## WORK REQUIRED:
Output every line of the data exactly as it appears.

## SUPPLIED DATA:

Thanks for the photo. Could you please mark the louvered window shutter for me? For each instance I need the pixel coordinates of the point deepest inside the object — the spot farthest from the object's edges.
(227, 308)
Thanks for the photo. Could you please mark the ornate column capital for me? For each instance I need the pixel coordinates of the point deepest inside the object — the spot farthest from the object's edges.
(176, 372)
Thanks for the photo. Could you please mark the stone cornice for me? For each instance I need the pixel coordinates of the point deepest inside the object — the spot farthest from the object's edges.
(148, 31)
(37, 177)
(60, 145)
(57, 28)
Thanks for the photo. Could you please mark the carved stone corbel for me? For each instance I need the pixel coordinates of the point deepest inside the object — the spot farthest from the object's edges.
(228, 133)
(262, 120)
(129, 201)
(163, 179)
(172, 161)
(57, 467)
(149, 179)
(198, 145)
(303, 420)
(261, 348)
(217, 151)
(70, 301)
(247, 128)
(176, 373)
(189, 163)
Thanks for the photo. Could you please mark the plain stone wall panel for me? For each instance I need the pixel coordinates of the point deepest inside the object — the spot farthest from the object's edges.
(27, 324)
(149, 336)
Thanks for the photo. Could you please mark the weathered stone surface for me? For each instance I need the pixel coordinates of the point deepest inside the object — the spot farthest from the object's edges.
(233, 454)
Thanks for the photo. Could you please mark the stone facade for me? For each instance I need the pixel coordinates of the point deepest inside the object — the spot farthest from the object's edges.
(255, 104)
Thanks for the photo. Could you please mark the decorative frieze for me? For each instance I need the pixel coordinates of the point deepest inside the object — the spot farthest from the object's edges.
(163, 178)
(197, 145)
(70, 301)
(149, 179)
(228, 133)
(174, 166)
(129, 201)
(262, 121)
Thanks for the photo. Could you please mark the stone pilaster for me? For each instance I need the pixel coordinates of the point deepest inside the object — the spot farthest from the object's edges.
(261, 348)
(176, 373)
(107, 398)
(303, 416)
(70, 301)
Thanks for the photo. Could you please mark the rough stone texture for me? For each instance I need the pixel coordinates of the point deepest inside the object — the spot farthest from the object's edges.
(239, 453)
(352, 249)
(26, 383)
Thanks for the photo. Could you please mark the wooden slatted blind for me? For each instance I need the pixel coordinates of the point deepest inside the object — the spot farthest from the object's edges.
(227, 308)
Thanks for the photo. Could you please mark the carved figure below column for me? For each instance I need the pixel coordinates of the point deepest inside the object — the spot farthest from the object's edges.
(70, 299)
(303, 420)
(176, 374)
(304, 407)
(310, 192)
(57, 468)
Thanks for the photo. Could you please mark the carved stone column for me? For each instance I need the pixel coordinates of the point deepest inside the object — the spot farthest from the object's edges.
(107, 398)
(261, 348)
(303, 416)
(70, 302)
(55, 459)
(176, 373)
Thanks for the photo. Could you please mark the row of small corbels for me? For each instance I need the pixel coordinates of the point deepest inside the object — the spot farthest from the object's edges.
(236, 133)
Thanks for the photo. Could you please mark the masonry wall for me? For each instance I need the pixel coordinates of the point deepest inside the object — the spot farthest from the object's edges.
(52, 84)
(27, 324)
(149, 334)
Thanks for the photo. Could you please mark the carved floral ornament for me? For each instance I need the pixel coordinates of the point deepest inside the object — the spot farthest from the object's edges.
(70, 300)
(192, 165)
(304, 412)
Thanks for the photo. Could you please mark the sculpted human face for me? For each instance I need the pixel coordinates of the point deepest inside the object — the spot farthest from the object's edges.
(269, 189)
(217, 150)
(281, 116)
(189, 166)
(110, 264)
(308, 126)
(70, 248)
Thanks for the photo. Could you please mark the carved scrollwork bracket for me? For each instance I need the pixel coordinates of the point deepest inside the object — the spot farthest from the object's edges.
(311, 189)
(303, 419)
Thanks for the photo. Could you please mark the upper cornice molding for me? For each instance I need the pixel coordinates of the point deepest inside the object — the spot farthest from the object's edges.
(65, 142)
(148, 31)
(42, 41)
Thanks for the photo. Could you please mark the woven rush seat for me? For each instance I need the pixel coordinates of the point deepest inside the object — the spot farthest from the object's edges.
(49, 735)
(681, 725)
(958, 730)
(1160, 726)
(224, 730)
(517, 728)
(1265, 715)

## EXERCISE OUTPUT:
Thanks for the photo. Could you please mark the louvered window shutter for me? For each instance I need the pixel coordinates of the point deepest inside the object — the spot farthest from the object's edges.
(227, 308)
Thanks for the photo. Could you please mark the ornate column capital for me? For each instance I need the pixel coordinates of the point deepest inside the object — the spot farthest from the object's edges.
(176, 372)
Thanks for the photo. Could you please mark the stone cornice for me? For each instance I need the pixel coordinates of the point deepest inside the object — the spot farthest from the object's edges.
(148, 31)
(37, 177)
(60, 145)
(57, 28)
Thanks for the photo. Could you please mark the carved stone corbel for me? For each instance I need the pixel coordinates of the point deepest inside the object — the spot farthest from the object's edges.
(228, 133)
(262, 120)
(129, 201)
(163, 179)
(172, 161)
(57, 467)
(149, 179)
(198, 145)
(303, 420)
(261, 348)
(217, 151)
(70, 301)
(247, 128)
(176, 373)
(189, 163)
Thanks for the photo. Could you please mark the plain stone wall panel for me? For each instance I need the pixel coordinates of the point deepest inside the object — the spot farthest from the object's edges.
(27, 324)
(149, 336)
Thanks for the photo. Could you please mark the weathered stone surface for me? For each instance I need the pixel coordinates of the point deepest inside the object — the spot farthest from the object's edges.
(233, 454)
Thanks for the photo. Could you please mark the stone facade for me? For each instance I need the pixel coordinates of the point deepest inside the object — the spot farthest from the object's edges.
(255, 104)
Thanks for the photo. Could you please mark the decorative frieze for me? For each instance I need the pixel coordinates of the point deepest inside the object — the spot farthest from the object's edges.
(163, 178)
(197, 145)
(70, 301)
(149, 179)
(228, 133)
(174, 166)
(129, 201)
(262, 121)
Thanks for the photo. Could you please mark the stone pilaster for me? For each instance I need the pixel coordinates of the point deepest inside the object — the spot farthest from the object's edges.
(261, 348)
(176, 373)
(107, 398)
(303, 416)
(70, 301)
Thanks for the photo. Could you please mark the rough stone texture for me? For each instance I need the pixel coordinates of the point deepest inside the object — the spot farthest from the object's edges.
(239, 453)
(352, 249)
(26, 383)
Thanks for the photo. Could you please mark the wooden slatted blind for me? For each instance I need the pixel coordinates of the point deepest inside the object — the spot farthest from the object's edges.
(227, 308)
Thanks for the photo. Could you please mark the carved figure below column for me? For each instance I need the pixel coordinates of the point deepest inside the object — the spot farthest from the object's edges.
(70, 299)
(303, 420)
(176, 374)
(304, 407)
(310, 192)
(57, 468)
Thanks for the photo. Could you please mark the carved stone column for me? For each instance I need the pixel coordinates of the point deepest inside the object — the spot farthest from the object's edges.
(107, 398)
(261, 348)
(303, 416)
(70, 302)
(55, 459)
(176, 373)
Thanks for the photo. Could you please mark the row of small corbels for me? For each instance I need the pixel coordinates of the point deepest inside the object — the spot farthest from the object's edges.
(236, 133)
Thanks for the photo. Could you please mark the masonry wall for me? For each instance I need the pixel coordinates of the point deepest inside the object — the spot farthest from the object's edges.
(52, 84)
(27, 324)
(149, 334)
Thanks for the photo. Could you please mark the carved floral ornament for me? For each instance I need the pixel coordinates of the point deepest inside the object — the spot farthest from the object's edges.
(70, 300)
(192, 165)
(304, 412)
Thanks for the photo. Could you please mark the sculpted human face for me? For each instance I need the pixel coordinates of the point deepest inside the object — the spot farthest from the object's edges.
(269, 189)
(217, 150)
(281, 116)
(189, 166)
(110, 264)
(308, 126)
(70, 248)
Thanks for the photo. Could you please mark the carved scrollwork bracket for me? For each instance I need the pixel coordinates of the point deepest inside the object — the spot farthest from the object's edges.
(311, 189)
(303, 419)
Thanks for the photo. Could you please mark the upper cornice molding for me? For each instance I need the pixel coordinates of the point deepest inside the object — the spot farthest from the object's edges.
(65, 142)
(148, 31)
(42, 41)
Thanks for the photo. Could you please mark the woven rush seat for me? For each instance I need the pixel coordinates of the point deepest inside the object — the spot farthest from the object's edges.
(49, 735)
(681, 725)
(958, 730)
(1160, 726)
(224, 730)
(517, 728)
(1265, 715)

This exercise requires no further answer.